→ **Exercise data**
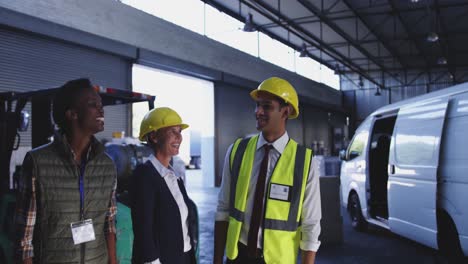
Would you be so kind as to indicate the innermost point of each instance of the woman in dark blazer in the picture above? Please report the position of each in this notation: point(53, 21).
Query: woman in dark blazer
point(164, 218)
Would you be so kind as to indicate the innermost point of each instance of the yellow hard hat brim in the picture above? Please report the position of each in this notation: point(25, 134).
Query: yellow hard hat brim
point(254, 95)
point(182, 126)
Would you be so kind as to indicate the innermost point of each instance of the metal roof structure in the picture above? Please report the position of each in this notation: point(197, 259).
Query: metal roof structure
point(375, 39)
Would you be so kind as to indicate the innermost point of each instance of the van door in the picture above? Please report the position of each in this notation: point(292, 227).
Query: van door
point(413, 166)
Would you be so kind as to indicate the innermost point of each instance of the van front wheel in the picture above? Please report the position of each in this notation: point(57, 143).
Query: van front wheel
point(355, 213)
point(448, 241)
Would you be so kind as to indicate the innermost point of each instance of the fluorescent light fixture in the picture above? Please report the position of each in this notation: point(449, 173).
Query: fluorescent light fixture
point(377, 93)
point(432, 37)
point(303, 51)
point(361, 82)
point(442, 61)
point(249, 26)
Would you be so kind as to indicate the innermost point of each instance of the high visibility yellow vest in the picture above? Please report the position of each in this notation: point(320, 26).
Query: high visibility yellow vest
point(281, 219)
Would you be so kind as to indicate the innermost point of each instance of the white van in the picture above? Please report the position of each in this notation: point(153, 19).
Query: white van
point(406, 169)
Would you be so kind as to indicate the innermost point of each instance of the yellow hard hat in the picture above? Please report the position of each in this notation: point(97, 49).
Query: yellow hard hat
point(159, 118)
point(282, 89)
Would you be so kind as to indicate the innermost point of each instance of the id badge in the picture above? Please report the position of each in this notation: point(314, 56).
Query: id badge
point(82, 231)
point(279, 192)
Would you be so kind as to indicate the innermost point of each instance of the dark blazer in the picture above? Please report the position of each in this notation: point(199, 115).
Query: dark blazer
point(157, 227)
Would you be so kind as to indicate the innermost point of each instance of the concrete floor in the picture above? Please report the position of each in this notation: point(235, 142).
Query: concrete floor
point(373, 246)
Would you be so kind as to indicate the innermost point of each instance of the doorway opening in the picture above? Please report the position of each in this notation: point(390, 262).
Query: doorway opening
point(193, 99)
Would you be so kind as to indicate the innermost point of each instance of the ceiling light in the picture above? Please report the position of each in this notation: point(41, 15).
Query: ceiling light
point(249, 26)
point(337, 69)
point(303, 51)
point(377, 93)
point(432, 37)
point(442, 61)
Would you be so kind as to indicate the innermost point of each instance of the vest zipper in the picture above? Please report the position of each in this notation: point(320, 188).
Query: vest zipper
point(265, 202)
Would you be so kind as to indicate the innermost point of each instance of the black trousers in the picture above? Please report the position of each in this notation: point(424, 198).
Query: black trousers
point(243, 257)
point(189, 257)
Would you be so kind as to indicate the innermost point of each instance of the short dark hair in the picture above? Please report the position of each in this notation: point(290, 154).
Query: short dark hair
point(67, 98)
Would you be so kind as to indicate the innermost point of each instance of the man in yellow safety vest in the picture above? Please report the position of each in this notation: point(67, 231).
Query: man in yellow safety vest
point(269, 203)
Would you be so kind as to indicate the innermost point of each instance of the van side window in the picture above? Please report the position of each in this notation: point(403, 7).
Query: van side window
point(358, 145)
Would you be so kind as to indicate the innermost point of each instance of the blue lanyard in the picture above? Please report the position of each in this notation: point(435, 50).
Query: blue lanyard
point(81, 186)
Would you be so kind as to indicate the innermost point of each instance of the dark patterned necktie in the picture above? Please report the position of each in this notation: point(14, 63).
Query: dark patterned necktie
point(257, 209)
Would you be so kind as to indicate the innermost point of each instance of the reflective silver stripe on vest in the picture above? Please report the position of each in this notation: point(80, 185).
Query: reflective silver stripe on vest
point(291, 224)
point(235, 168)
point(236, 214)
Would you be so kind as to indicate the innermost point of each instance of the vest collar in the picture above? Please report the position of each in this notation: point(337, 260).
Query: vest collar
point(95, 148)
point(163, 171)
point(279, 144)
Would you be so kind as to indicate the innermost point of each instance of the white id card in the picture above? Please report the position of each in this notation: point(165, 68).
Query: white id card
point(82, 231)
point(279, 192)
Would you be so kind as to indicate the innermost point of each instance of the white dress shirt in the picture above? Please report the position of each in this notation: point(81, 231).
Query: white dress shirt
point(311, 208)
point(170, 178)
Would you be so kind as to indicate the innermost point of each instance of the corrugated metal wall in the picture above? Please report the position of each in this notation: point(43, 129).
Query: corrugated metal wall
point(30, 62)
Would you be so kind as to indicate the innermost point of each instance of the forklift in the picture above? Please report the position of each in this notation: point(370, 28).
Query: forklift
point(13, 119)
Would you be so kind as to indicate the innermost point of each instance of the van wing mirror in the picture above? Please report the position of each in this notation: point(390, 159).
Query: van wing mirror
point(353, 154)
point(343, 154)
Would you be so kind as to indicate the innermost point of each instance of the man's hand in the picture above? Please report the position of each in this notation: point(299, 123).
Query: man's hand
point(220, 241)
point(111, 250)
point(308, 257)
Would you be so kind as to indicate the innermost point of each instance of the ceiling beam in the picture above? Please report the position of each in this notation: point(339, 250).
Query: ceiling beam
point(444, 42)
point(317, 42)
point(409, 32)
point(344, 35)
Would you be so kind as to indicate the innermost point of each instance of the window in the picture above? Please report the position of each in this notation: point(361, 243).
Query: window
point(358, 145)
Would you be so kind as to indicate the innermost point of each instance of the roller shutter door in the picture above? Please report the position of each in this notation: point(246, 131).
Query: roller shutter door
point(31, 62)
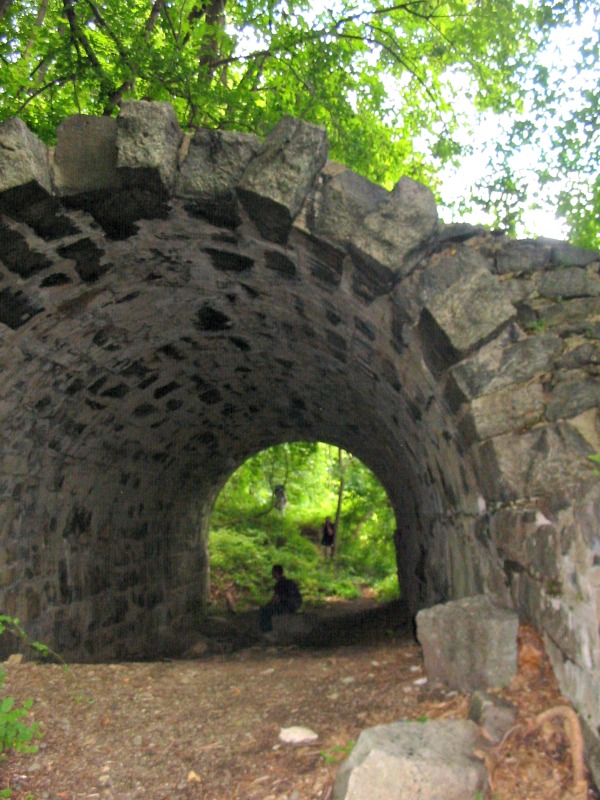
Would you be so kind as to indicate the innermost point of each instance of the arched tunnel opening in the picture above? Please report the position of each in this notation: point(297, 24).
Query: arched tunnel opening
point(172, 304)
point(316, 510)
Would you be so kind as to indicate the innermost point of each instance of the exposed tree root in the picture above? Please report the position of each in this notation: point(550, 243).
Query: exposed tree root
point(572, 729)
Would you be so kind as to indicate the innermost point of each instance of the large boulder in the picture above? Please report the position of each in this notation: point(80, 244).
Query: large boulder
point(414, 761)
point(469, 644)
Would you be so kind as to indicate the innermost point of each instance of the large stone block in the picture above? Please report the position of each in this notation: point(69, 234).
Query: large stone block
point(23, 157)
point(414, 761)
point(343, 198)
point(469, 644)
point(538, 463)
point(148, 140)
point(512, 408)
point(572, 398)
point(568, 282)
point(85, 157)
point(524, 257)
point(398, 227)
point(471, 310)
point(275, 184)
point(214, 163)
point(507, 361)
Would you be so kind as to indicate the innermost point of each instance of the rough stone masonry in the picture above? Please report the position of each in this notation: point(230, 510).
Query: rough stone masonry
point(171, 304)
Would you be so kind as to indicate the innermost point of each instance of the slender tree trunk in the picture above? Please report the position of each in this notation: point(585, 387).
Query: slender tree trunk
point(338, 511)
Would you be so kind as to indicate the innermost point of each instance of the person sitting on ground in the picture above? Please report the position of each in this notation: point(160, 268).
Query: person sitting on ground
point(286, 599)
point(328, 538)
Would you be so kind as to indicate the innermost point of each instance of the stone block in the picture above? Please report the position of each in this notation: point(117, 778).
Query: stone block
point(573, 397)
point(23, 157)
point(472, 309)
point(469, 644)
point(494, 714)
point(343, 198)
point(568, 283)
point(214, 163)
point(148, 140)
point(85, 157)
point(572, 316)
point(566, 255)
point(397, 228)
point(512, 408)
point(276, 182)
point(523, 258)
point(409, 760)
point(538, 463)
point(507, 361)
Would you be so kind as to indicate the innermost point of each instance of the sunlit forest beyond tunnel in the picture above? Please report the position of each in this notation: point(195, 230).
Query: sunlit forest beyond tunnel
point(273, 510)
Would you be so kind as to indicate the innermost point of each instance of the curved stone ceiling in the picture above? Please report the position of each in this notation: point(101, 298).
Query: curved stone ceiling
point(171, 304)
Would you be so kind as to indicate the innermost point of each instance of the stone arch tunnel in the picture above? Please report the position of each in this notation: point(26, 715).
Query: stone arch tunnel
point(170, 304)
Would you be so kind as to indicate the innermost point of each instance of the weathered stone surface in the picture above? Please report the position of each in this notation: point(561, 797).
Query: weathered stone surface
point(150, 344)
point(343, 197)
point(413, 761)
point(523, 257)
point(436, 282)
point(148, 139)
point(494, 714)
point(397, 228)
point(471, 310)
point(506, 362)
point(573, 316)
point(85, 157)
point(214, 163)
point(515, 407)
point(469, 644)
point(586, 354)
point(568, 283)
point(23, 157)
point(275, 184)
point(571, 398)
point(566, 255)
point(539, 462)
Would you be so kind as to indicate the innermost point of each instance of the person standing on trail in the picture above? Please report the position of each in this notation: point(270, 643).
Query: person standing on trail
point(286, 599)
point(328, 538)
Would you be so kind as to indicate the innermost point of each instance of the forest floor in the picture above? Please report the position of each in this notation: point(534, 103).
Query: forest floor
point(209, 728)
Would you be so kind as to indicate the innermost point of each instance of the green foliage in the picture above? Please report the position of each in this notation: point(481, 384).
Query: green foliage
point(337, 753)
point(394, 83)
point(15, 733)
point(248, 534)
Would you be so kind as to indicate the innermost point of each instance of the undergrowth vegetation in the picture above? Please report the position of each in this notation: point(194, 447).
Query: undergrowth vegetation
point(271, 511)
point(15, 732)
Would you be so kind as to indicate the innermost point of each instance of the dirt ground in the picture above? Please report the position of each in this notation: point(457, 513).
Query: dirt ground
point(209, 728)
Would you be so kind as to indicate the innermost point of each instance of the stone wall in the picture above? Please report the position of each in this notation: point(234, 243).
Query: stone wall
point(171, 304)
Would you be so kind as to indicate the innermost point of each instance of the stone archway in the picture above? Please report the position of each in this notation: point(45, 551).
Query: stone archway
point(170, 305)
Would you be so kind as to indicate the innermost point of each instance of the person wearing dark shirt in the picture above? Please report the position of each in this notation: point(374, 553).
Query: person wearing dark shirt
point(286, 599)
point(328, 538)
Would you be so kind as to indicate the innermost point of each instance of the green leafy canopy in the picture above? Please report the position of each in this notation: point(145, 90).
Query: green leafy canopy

→ **Problem**
Please reproduce only the stretch from the line containing "notation: point(97, 49)." through the line containing "point(157, 227)", with "id badge" changed to "name badge" and nothing else altered.

→ **Solution to the exercise**
Would you be so kind as to indicate the innermost point of each instance of the yellow hard hat in the picture above? Please report the position of each in this notation: point(97, 49).
Query: yellow hard hat
point(159, 118)
point(282, 89)
Would you be so kind as to indicate the innermost point of each instance of the name badge in the picture above? Please report the position of each in this notation: point(314, 56).
Query: name badge
point(82, 231)
point(279, 192)
Would you be so kind as to indicate the innermost point of each instance of the dark blazer in the picture above? Please report the position of each in this notation: point(199, 115).
Query: dark blazer
point(157, 227)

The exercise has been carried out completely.